> **GOAL**: Please arrange only the lines from the one containing "point_to(query) returns, for every instance of the club" up to and including the one containing "pixel 138 273" as a numbered list, leaving out any blank lines.
>> Begin
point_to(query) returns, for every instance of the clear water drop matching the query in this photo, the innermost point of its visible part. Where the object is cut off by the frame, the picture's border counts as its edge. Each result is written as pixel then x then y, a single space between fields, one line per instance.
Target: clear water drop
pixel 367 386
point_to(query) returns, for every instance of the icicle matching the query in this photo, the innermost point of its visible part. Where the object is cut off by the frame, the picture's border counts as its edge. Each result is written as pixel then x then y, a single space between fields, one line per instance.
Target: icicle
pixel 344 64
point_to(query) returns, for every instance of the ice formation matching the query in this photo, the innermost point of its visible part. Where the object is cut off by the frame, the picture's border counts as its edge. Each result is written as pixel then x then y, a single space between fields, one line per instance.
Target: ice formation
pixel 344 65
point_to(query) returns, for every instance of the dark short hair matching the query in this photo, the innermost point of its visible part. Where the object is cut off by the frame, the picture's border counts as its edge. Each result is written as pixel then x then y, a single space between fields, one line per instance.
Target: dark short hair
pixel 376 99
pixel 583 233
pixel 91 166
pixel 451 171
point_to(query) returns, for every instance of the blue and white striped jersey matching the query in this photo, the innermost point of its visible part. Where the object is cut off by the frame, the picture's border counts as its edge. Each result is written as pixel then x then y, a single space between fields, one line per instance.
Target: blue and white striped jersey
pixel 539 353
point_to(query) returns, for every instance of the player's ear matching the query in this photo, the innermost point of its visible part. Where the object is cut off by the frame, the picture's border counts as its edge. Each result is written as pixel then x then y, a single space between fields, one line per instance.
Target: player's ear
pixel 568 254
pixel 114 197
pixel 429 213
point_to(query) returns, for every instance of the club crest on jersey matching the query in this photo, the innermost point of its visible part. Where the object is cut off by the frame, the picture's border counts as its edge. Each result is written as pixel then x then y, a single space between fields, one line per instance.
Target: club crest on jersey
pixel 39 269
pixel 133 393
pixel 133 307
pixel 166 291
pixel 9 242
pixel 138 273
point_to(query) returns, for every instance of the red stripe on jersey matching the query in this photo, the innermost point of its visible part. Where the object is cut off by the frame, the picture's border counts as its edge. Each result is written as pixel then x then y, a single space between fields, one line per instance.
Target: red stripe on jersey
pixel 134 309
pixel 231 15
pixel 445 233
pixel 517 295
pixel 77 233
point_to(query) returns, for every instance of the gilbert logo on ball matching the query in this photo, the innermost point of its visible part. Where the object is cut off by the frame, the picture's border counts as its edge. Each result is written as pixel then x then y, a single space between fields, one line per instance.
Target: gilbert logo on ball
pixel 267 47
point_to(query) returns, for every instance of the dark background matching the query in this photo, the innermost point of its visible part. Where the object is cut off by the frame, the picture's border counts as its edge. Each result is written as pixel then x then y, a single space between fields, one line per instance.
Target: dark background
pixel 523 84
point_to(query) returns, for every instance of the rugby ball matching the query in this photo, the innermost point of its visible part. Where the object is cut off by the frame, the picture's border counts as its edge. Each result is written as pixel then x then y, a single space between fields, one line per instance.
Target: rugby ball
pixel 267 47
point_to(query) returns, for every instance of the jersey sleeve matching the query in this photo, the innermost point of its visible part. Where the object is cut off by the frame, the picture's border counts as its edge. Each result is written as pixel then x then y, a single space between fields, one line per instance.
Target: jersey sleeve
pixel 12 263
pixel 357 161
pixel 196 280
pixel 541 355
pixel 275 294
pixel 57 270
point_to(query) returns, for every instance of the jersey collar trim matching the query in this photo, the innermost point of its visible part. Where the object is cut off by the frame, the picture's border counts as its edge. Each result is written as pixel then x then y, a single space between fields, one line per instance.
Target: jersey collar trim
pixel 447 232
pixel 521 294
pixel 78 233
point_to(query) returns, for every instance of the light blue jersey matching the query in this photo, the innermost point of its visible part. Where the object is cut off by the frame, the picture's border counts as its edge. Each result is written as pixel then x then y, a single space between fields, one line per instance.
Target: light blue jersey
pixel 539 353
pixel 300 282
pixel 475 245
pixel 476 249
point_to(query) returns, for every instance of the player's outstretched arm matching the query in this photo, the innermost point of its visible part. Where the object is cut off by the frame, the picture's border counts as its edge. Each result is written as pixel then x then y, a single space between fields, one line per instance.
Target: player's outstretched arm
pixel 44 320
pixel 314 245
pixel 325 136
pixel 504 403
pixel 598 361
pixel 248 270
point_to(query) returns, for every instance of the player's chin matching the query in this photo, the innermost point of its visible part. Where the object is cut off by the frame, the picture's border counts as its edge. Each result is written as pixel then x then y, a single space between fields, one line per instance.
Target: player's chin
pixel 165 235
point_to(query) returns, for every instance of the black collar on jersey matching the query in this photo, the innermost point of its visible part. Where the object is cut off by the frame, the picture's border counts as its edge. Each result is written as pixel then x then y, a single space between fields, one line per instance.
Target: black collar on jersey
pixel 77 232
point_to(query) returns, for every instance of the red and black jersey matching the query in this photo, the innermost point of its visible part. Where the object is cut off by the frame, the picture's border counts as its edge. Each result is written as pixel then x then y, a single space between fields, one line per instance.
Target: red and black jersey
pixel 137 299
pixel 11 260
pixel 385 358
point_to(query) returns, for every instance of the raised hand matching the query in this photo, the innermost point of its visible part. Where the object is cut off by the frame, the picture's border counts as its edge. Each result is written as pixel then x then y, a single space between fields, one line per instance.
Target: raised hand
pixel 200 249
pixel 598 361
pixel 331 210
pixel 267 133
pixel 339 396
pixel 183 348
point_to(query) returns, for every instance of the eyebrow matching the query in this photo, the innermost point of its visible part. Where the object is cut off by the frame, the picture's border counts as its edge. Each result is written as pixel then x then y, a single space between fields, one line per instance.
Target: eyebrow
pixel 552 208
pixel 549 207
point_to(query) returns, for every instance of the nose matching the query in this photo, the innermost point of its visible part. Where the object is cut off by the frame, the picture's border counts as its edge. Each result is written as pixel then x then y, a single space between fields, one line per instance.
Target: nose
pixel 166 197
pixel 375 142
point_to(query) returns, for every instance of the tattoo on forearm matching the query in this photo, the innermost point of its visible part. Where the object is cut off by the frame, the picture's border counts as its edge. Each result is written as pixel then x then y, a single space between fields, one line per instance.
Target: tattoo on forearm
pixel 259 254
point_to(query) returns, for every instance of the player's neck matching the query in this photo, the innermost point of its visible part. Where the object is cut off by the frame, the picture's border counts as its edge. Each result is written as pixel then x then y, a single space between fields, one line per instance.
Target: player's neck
>> End
> **COMPLETED TASK**:
1. point_to(query) returns, for every instance of the club crest on jersey matching the query in this photo, the innermost point of its visible part. Where the object is cut off by the frame, the picture's border counts as its edge. Each result is written as pixel then x then y, a single space between fields, one line per instance.
2. Target: club crest on jersey
3. pixel 39 269
4. pixel 133 393
5. pixel 133 307
6. pixel 166 291
7. pixel 9 242
8. pixel 138 273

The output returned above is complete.